§ **Work item**: Give back, character for character, the line that includes "like [123, 136]." and all lines beneath it in the data.

Saved entries:
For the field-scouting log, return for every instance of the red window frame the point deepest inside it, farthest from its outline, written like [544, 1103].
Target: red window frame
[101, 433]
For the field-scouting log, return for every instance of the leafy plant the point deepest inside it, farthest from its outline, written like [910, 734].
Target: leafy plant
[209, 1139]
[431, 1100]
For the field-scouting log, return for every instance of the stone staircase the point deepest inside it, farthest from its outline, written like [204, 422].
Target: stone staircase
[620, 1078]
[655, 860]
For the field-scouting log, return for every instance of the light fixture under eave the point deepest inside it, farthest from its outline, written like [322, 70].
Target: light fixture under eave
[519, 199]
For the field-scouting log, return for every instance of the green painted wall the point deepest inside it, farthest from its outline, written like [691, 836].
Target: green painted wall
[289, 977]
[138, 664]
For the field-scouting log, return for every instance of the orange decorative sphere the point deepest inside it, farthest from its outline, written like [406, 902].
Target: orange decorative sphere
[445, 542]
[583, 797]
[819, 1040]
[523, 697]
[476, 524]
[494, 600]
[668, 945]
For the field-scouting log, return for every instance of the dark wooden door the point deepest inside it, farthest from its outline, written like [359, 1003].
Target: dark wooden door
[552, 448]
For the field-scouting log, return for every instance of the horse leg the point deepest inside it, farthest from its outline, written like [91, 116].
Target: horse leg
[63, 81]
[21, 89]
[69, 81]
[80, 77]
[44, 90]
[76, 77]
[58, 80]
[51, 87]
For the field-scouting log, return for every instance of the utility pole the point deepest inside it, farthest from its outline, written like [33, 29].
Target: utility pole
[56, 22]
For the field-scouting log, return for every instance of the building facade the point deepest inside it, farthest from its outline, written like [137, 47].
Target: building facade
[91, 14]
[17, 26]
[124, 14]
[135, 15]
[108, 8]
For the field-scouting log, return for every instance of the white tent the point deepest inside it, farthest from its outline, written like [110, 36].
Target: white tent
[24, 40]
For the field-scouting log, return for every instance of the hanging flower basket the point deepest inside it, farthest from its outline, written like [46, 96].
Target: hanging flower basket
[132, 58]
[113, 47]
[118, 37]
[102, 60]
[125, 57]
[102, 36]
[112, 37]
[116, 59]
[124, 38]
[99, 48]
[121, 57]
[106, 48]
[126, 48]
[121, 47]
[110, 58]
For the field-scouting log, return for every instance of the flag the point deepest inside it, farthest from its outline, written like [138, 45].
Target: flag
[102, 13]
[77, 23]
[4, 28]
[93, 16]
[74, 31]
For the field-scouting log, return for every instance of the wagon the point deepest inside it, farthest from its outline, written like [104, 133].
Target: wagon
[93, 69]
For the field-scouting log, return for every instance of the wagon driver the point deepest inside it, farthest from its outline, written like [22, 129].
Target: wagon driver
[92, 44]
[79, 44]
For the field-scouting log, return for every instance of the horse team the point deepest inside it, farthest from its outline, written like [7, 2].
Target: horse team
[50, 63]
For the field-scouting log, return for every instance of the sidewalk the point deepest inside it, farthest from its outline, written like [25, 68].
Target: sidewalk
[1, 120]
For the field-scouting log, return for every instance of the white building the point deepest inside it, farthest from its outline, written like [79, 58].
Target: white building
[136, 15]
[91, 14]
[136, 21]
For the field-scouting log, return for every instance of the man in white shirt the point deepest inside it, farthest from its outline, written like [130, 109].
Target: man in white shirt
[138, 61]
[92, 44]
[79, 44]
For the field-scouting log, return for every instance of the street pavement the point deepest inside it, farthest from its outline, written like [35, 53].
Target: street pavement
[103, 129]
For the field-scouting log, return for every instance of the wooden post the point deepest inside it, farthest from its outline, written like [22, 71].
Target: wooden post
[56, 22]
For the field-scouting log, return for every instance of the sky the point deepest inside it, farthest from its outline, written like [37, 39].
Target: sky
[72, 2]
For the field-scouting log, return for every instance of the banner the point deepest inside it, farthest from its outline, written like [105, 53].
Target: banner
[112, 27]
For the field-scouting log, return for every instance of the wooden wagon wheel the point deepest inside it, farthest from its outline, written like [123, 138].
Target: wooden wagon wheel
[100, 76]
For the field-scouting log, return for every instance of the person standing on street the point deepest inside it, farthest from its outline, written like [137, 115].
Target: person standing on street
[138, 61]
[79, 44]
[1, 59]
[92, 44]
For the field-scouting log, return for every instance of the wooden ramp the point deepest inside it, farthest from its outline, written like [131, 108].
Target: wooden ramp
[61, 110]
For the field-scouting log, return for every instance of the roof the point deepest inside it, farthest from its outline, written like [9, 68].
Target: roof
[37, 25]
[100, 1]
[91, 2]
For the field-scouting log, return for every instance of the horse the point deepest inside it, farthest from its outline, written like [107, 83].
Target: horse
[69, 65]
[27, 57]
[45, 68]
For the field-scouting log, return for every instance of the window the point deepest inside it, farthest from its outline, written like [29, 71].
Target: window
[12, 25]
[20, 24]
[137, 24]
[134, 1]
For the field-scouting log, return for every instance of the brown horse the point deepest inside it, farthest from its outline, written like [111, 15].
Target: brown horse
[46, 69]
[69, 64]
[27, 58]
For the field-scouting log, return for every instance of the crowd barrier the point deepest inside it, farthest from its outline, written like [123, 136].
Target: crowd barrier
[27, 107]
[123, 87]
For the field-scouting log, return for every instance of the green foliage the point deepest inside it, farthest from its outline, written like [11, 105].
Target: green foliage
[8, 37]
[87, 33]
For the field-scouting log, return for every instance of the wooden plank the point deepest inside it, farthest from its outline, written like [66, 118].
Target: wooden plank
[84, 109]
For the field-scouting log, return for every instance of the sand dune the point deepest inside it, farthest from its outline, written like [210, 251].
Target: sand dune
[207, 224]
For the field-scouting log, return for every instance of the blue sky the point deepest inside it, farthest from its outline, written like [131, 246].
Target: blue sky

§ **Result**:
For the field-scouting log, return for every instance of the crowd barrier the point deepest inside it, farthest from its outline, written like [123, 136].
Target: crowd barrier
[27, 107]
[123, 87]
For the field-scouting log, return for every instance of the green foliage the point deepest inside it, farthest from its outline, written like [11, 105].
Target: green foliage
[8, 37]
[87, 33]
For the field-scouting log, return for every instance of the wooden plank the point deepest inside it, farthest from its outline, written like [66, 118].
Target: wooden plank
[84, 109]
For the field-scouting log, return for every instance of the sand dune the point deepest inside it, farthest from its outline, written like [210, 251].
Target: sand dune
[207, 224]
For the field-scouting log, return for every instance of the blue sky the point deepest inside it, farthest from its outline, written like [131, 246].
Target: blue sky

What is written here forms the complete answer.